In the industrial manufacturing engineering process we too often experience pigeonhole thinking. If a new component is to be manufactured, the following engineering procedure starts:
- First comes the hour of the product design engineer.
- If the part is perfect, the manufacturing and possibilities for automation are thought through, if necessary with the help of suppliers.
- Once the manufacturing facilities are available, space is found for it in the factory.
- If there is no space for it, it has to be rearranged or even reorganized.
Sounds normal to you? To me, it sounds like wasted potential in engineering. Because in step 3, there is a breaking point in the development process. For example, steps 1 and 2 are often well interlocked on the part of product engineering. This is because established engineering procedures for product development that is suitable for manufacturing and assembly provide orientation.
But when it comes to integrating the manufacturing and logistics system into existing factory structures in step 3, decisions are often made on the basis of gut instinct and the experience of the manufacturing engineers. However, these are sometimes complex arrangement problems that – like the actual product development – can be processed and solved just as methodically. The following three guidelines are intended to help production engineers with this.
1. Value stream from the beginning
Every manufacturing engineer should take the following guiding principle to heart: Develop the value stream as soon as it is roughly clear what the future product will look like and how many other components will lead to its final form. In this way, you can identify the logistical flows at a very early stage and define all the goods flows generated by the manufacturing process.
Do not only consider main components, i.e. larger parts and assemblies. Because even C-parts (such as screws, pins, washers, etc.) can generate considerable logistical effort. This applies all the more if existing KANBAN control loops or supply concepts do not meet the changed requirements.
Basically, the value stream design shows you what the ideal manufacturing process must look like. It becomes clear which resources have to be used in which quantity to generate the required production volume. In factory engineering, this is described by the terms function determination and dimensioning, whereby these are not limited to individual product families, but consider the entire production program of a manufacturing site. It shows how new value streams interact with the resources and processes of the existing factory. I.e. e.g.
--------
> _What you will do_:
A: Please decide whether each statement agrees with the text on manufacturing engineering, answering yes or no and quoting the words that decide it. (i) It names screws and washers among C-parts that can create considerable logistical effort. (ii) It says decisions in step 3 usually follow established engineering procedures. (iii) It says function determination and dimensioning cover only individual product families.
B: Carry on the text about manufacturing engineering from its last line, adding one or two paragraphs in the same style.

> _Given information_:
--------
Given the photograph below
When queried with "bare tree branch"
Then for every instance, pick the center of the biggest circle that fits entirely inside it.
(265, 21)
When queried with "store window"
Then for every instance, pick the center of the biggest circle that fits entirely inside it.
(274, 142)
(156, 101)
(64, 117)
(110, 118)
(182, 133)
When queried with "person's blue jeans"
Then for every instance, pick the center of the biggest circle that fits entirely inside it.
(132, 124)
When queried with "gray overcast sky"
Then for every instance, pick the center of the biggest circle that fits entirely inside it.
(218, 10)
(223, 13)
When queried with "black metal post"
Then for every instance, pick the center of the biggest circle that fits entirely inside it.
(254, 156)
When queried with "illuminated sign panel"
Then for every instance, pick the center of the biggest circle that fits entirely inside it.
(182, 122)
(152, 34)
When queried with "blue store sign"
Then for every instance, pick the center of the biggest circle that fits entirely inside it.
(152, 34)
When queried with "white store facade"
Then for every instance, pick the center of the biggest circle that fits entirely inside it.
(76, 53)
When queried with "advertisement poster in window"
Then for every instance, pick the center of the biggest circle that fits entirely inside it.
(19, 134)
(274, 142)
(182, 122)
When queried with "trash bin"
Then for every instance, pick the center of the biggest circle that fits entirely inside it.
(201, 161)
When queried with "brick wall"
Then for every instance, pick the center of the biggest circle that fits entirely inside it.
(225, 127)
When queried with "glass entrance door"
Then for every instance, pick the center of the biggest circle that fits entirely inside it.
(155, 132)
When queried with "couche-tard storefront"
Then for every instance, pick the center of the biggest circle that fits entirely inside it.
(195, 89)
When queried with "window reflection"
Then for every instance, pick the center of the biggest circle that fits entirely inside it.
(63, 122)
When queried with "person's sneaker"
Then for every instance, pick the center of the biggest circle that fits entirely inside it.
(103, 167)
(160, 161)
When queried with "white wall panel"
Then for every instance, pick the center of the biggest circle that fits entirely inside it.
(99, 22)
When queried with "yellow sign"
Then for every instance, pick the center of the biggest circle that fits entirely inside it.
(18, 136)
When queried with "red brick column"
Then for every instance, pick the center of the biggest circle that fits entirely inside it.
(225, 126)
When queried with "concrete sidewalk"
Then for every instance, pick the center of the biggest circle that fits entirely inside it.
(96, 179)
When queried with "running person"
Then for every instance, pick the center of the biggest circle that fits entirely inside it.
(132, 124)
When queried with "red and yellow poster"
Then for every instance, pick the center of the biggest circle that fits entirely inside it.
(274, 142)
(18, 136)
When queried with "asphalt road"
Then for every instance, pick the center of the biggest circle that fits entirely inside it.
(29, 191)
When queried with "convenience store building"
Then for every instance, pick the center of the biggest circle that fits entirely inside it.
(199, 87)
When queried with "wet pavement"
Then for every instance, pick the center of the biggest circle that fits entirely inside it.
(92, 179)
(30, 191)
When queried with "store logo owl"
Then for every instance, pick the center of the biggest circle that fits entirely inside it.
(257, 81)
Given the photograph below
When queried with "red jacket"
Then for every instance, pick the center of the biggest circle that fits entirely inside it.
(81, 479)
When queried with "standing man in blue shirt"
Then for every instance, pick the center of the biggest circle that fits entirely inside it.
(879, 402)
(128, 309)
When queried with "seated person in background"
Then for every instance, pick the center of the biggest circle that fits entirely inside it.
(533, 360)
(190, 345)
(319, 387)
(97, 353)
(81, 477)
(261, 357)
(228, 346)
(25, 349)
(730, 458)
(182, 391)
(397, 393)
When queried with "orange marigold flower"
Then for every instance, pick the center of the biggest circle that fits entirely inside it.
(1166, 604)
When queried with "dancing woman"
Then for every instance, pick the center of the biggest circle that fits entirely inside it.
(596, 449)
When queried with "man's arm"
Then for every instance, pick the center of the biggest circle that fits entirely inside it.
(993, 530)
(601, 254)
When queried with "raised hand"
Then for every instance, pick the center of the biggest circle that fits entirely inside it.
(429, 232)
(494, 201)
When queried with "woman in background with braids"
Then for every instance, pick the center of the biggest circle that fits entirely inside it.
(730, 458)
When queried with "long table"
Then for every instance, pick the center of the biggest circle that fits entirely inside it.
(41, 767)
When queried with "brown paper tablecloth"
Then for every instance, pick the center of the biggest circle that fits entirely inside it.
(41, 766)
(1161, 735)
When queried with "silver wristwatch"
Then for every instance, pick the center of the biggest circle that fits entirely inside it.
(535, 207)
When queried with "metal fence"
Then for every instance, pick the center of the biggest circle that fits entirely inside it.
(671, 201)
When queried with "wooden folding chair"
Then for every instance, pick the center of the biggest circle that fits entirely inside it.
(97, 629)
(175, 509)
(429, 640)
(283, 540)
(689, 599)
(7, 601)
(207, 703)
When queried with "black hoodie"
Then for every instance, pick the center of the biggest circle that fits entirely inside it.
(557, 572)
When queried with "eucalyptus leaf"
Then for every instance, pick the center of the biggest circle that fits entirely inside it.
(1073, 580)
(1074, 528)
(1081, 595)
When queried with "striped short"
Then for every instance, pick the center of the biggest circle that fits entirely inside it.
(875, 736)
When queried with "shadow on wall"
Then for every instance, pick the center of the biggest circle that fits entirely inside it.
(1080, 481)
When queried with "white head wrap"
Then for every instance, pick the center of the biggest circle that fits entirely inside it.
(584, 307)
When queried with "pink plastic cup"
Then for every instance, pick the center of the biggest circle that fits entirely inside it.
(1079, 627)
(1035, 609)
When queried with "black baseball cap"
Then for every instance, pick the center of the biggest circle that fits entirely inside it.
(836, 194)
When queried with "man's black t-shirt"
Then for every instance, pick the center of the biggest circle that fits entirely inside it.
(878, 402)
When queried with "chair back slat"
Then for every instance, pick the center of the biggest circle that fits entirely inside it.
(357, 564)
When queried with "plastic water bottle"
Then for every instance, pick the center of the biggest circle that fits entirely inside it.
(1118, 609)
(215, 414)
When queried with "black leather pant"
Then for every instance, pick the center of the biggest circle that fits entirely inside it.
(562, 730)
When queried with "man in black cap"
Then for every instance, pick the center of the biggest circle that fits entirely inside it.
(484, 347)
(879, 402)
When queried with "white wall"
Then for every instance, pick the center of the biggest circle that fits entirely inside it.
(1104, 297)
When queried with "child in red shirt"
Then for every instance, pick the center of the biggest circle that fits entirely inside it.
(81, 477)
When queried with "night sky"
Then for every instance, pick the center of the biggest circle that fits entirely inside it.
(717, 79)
--------
> _Responses for each task_:
A:
(i) Yes: "even C-parts (such as screws, pins, washers, etc.) can generate considerable logistical effort"
(ii) No: "decisions are often made on the basis of gut instinct and the experience of the manufacturing engineers"
(iii) No: "these are not limited to individual product families, but consider the entire production program of a manufacturing site"

B:
- Which resources are used by multiple value streams?
- Which processes of different products are similar?
Through this comprehensive consideration of all value streams, synergy potentials in manufacturing that are created by a new part or product become recognizable. In addition, the interactions become recognizable if other parts or products are dropped from the production program at the same time or if the number of units changes significantly. The result is the so-called functional diagram (Sankey diagram) of the factory, which schematically illustrates the flow of all goods through the resources of the factory.
Make-or-buy decisions can also be supported by data and made at an early stage. For example, it makes sense to supply existing, competent or high-margin manufacturing technologies with more units through in-house production. On the other hand, in the course of program changes, resources that are little used will be identified and removed from the machine pool if inefficiencies and thus cost disadvantages arise. It may even be possible to raise purchasing volumes from suppliers above discountable threshold values and thus achieve more favorable conditions.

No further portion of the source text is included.